◆ Problem to solve
Text only, exactly as given: reproduce the entries below without their pictures.

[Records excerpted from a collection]
━━━
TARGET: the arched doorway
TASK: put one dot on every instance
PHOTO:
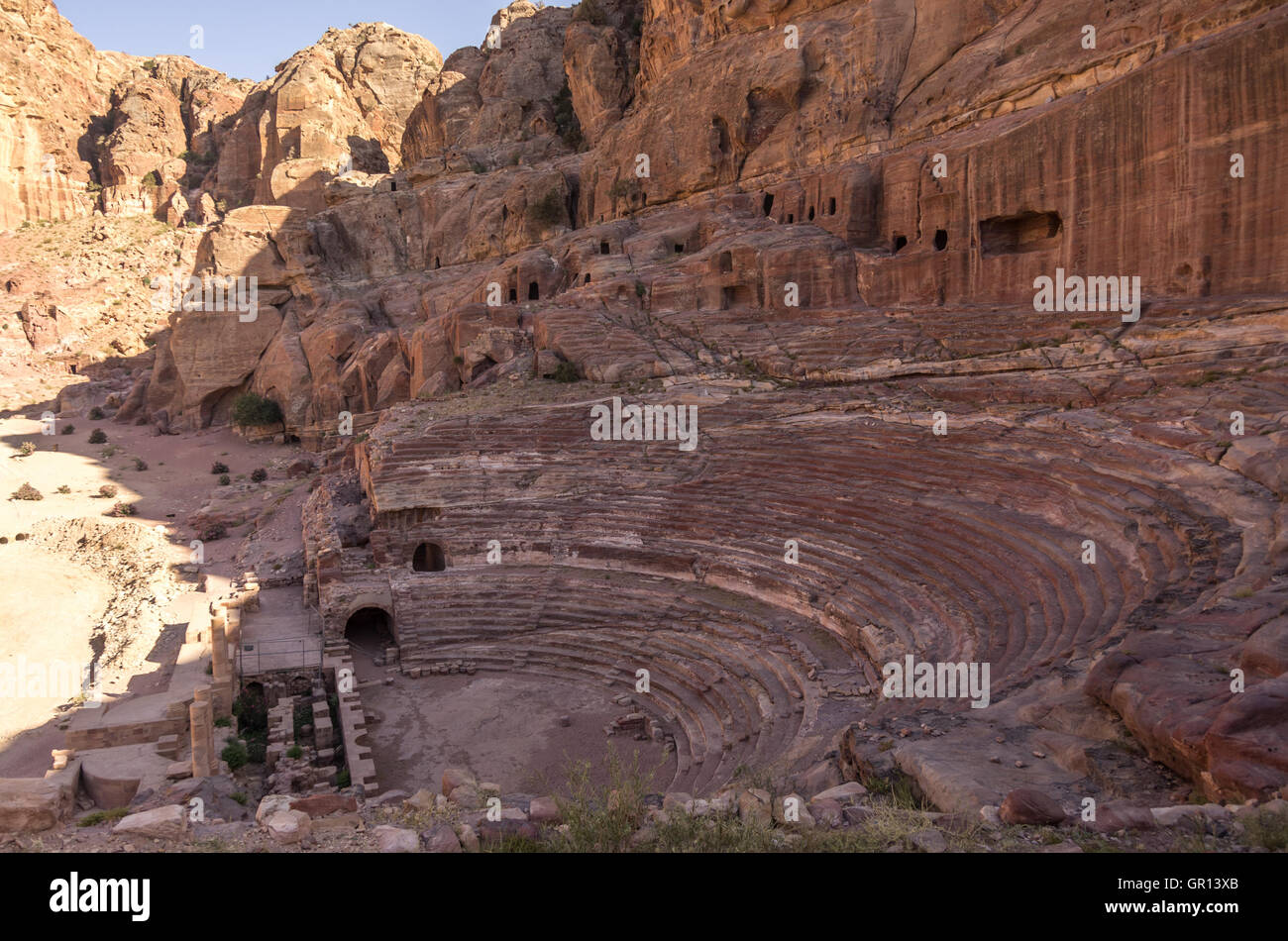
(370, 630)
(428, 558)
━━━
◆ Written response
TARGET: the arched doorway
TASK: put one dot on every instance
PHOTO:
(370, 630)
(428, 558)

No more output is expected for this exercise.